[Start of Attachment]

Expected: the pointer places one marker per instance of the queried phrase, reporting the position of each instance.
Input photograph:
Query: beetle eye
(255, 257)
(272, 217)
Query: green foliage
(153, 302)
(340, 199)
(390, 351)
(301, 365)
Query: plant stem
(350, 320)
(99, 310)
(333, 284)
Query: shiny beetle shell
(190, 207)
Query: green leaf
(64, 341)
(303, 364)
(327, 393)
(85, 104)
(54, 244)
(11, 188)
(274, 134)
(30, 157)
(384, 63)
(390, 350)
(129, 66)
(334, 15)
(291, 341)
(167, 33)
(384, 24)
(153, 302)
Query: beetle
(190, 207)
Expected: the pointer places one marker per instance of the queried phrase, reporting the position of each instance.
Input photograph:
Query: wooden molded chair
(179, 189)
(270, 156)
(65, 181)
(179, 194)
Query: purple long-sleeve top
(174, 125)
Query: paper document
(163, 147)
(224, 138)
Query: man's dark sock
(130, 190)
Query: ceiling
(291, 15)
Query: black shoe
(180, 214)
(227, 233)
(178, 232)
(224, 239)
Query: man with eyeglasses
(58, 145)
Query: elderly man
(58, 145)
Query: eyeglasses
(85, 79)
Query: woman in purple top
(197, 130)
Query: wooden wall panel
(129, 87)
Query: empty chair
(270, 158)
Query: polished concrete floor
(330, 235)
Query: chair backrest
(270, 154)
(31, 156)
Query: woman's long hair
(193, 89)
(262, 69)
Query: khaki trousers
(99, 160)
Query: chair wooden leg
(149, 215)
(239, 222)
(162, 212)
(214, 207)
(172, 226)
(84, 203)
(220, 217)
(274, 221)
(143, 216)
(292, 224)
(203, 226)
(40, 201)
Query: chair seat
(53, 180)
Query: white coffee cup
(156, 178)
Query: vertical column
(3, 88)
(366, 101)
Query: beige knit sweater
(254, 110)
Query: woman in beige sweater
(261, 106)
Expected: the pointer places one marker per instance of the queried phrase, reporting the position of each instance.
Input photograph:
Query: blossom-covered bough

[End of Attachment]

### Work task
For this exercise, write out all of the data exactly.

### Answer box
Expected: the pointer places one marker per instance of the queried phrase, reporting the position of each instance.
Input photograph:
Query: beetle eye
(255, 257)
(272, 217)
Query: green foliage
(153, 302)
(340, 199)
(390, 351)
(301, 365)
Query: plant stem
(350, 320)
(99, 310)
(333, 284)
Query: shiny beetle shell
(190, 207)
Query: green leaf
(64, 341)
(303, 364)
(327, 393)
(85, 104)
(54, 244)
(11, 188)
(274, 134)
(30, 157)
(384, 63)
(390, 350)
(129, 66)
(334, 15)
(291, 341)
(167, 33)
(384, 24)
(153, 302)
Query: beetle
(190, 207)
Expected: the pointer places one marker per instance of the queried phrase, reporting the position of each instance.
Input photograph:
Query: wooden molded chair
(179, 189)
(270, 156)
(65, 181)
(179, 194)
Query: purple long-sleeve top
(174, 125)
Query: paper document
(163, 147)
(224, 138)
Query: man's dark sock
(130, 190)
Query: ceiling
(291, 15)
Query: black shoe
(180, 214)
(227, 233)
(178, 232)
(224, 239)
Query: man with eyeglasses
(58, 145)
Query: elderly man
(58, 145)
Query: eyeglasses
(85, 79)
Query: woman in purple top
(197, 130)
Query: wooden wall panel
(129, 87)
Query: empty chair
(270, 158)
Query: polished concrete floor
(330, 235)
Query: chair backrest
(270, 154)
(31, 156)
Query: woman's long hair
(193, 89)
(262, 69)
Query: khaki trousers
(99, 160)
Query: chair wooden leg
(149, 215)
(239, 222)
(162, 212)
(214, 207)
(172, 226)
(84, 203)
(220, 217)
(274, 221)
(143, 216)
(292, 224)
(203, 226)
(40, 201)
Query: chair seat
(53, 180)
Query: white coffee cup
(156, 178)
Query: vertical column
(3, 88)
(366, 101)
Query: beige knit sweater
(254, 110)
Query: woman in beige sweater
(261, 106)
Expected: the pointer places one marker per instance of the queried phrase, reporting the position of each instance.
Input photograph:
Query: blossom-covered bough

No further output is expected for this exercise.